Exercise goal> According to the article on Showalter's diving career, how long had Showalter and Cooper worked together before their synchronized finish at the trials?

Quoted passage>
------------------------------
Entering the pool deck with Cooper for the synchronized preliminaries, Showalter admits being briefly overwhelmed by the magnitude of his first Olympic trials.

“I remember seeing the camera. They’re announcing us and everyone’s cheering for you. It was the greatest payback you could get,” Showalter said.

“Everything hit me. Everything that you worked for, giving up a regular life in high school and to do what normal high school kids do and not seeing your family and friends, all of that paid off in that moment. I got emotional and then I was like, ‘All right. You did it now. Nothing for me to lose.’ I’m like, ‘I’ll try my hardest and see what happens.’ “

David Boudia and Steele Johnson easily captured the one Olympic berth for synchronized men’s diving with 1,326.57 points.

Showalter and Cooper, 18, a home-schooled diver from Greenwood, Ind., (1,025.67) also finished behind Ryan Hawkins and Toby Stanley (1,088.55).

Individually, Showalter (605.50) made the initial cut of 18 but missed the 12-diver cut for finals by 58.50 points. Boudia and Johnson also earned those two individual berths Sunday.

Boudia and Johnson are teammates of Showalter at Purdue. At the 2012 Games, Boudia, 27, earned gold in 10-meter platform and bronze in 10-meter synchronized platform with Nick McCrory.

“It motivates me more than ever to know I can be as successful as they’ve been since they are my teammates,” Showalter said. “I’m set up with the resources I need. I’m doing the same training they’re doing. It sort of reaffirms everything I’ve trained for.”

The synchronized finish for Showalter and Cooper especially was impressive considering they worked together only three months, significantly less time than other top duos. Cooper trains independently at RipFest in Indianapolis under John Wingfield, a former national team coach.

Showalter and Cooper plan to compete together at winter nationals.

“Zach’s been diving close to 12 years and he had all of the experience. I knew I needed to step up to the plate (at trials),” Showalter said.

“Zach is very, very fun, a very laid back diver. I remember I put so much pressure on myself to dive at the same caliber and got frustrated in practice. He’s like, ‘You don’t need to win practice.’ We were having a super, super good time and it kind of carried over to the competition.”

Gymnastics actually was Showalter’s initial Olympic dream. He competed for about seven years but found he no longer was having fun.

His father, Brent, suggested diving.

“My initial response was there’s no way you’ll ever get me to wear a Speedo,” Showalter said.

Within a week, Showalter was at Fenwick for a club team’s introductory diving practice. Later that day, Showalter was watching Olympic diving videos on the Internet.

“I’m like, ‘Dad, I’m going to go to the Olympics for diving,’ ” Showalter said. “I feel like the Olympics always has been a dream of mine, whether it’s gymnastics or diving.”

During winter break as a Fenwick junior, Showalter was communicating on FaceTime with national team friend Jordan Windle, who had moved to Durham, N.C., to train full-time.

Showalter was stunned when, after some rumblings in the background, Windle invited him to live with his family and also train at Duke.

“That was Jan. 4 and I moved out to North Carolina on Feb. 1,” Showalter said.

Showalter also successfully handled his next big challenge at Purdue. He not only qualified for the NCAA Championships in March but was an honorable mention All-American in platform (15th, 325.20) with a top-16 finish and 20th at 3-meter springboard (363.45), 4.15 points from the top 16.

Showalter credits his gymnastics with easing the transition to platform diving.

“The whole action and technique is so similar,” Showalter said. “Springboard is all very slow movements, being patient, letting the board do all of the work whereas platform is all brute strength.”

Thanks to the trials and now knowing everyone on the Olympic diving team, Showalter is excited about his different perspective watching these Summer Olympics.

“I know their personalities and how they’ll react to certain situations,” Showalter said. “(It’s) kind of cool to gauge what they did and what I did and kind of compare. What do I need to do if I really want to make the team (in 2020)?”
------------------------------
Extracted entries>
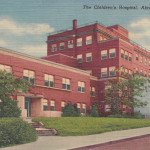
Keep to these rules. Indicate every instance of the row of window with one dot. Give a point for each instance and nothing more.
(112, 54)
(128, 73)
(126, 55)
(52, 106)
(112, 71)
(49, 79)
(142, 60)
(70, 44)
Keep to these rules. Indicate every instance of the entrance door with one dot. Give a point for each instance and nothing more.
(28, 106)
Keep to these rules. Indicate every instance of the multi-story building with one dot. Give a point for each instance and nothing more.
(78, 63)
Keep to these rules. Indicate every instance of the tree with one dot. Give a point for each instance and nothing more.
(127, 92)
(9, 85)
(94, 111)
(69, 111)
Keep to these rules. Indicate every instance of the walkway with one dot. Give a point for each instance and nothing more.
(70, 142)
------------------------------
Answer space> Only three months.